Source records start
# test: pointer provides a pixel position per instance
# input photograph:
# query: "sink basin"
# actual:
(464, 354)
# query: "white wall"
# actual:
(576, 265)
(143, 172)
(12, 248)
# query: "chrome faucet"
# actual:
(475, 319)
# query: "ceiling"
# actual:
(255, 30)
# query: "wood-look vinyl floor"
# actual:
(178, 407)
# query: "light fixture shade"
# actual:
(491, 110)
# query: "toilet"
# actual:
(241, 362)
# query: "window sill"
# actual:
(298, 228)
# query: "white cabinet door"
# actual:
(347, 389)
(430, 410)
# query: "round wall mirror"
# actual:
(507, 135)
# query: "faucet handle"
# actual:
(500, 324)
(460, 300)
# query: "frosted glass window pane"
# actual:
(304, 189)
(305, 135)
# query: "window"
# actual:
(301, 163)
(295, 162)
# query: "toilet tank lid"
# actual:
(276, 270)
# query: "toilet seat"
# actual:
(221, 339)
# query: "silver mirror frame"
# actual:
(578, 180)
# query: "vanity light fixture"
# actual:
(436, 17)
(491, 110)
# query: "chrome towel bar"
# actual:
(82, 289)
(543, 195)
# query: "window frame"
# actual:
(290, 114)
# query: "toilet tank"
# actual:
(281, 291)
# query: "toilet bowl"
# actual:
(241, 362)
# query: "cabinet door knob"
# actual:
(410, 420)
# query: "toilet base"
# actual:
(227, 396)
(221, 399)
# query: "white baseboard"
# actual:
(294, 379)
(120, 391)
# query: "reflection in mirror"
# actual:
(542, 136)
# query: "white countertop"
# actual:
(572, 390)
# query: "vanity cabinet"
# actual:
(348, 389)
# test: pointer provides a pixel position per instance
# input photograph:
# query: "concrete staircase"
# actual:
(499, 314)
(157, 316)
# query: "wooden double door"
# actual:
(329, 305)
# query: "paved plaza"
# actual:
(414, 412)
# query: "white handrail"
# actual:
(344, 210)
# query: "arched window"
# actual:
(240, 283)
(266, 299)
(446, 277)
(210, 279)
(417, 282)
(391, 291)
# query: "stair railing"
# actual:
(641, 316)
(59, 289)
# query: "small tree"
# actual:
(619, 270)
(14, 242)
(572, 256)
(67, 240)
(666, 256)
Source records end
- [Problem description] Above are some records; extract every one of them exactly.

- [Written answer]
# test: pointer provides a pixel position per instance
# input photograph:
# query: "sink basin"
# actual:
(464, 354)
# query: "white wall"
# actual:
(576, 265)
(143, 172)
(12, 248)
# query: "chrome faucet"
# actual:
(475, 319)
# query: "ceiling"
# actual:
(255, 30)
# query: "wood-look vinyl floor"
# actual:
(178, 407)
# query: "light fixture shade"
# actual:
(491, 110)
# query: "toilet"
# actual:
(241, 362)
# query: "window sill"
# actual:
(298, 228)
# query: "white cabinet door"
# actual:
(347, 389)
(430, 410)
# query: "round wall mirror"
# actual:
(507, 135)
# query: "faucet handle"
# actual:
(500, 324)
(460, 300)
# query: "frosted glass window pane"
# actual:
(304, 189)
(305, 135)
# query: "window"
# actual:
(301, 163)
(295, 162)
# query: "toilet tank lid"
# actual:
(276, 270)
# query: "toilet seat"
# actual:
(221, 339)
# query: "silver mirror frame"
# actual:
(578, 180)
# query: "vanity light fixture"
# actual:
(436, 17)
(491, 110)
# query: "chrome towel bar"
# actual:
(82, 289)
(543, 195)
# query: "window frame"
# actual:
(290, 114)
# query: "toilet tank"
# actual:
(281, 291)
# query: "toilet bowl"
# actual:
(241, 362)
# query: "cabinet door knob"
# actual:
(410, 420)
# query: "toilet base"
# actual:
(227, 396)
(221, 399)
# query: "white baseboard"
# actual:
(294, 379)
(120, 391)
# query: "reflection in mirror"
# actual:
(542, 136)
# query: "white countertop"
# actual:
(572, 390)
# query: "vanity cabinet"
# actual:
(348, 389)
# test: pointer provides a pixel position per instance
# input photograph:
# query: "concrete staircase"
# actual:
(499, 314)
(157, 316)
# query: "wooden double door"
# actual:
(329, 305)
# query: "paved plaza"
# actual:
(414, 412)
# query: "white handrail"
# actual:
(344, 210)
# query: "arched window"
# actual:
(240, 283)
(266, 299)
(446, 277)
(210, 279)
(417, 282)
(391, 291)
# query: "stair railing"
# actual:
(641, 316)
(59, 289)
# query: "small tree"
# actual:
(619, 270)
(14, 242)
(572, 256)
(67, 240)
(666, 256)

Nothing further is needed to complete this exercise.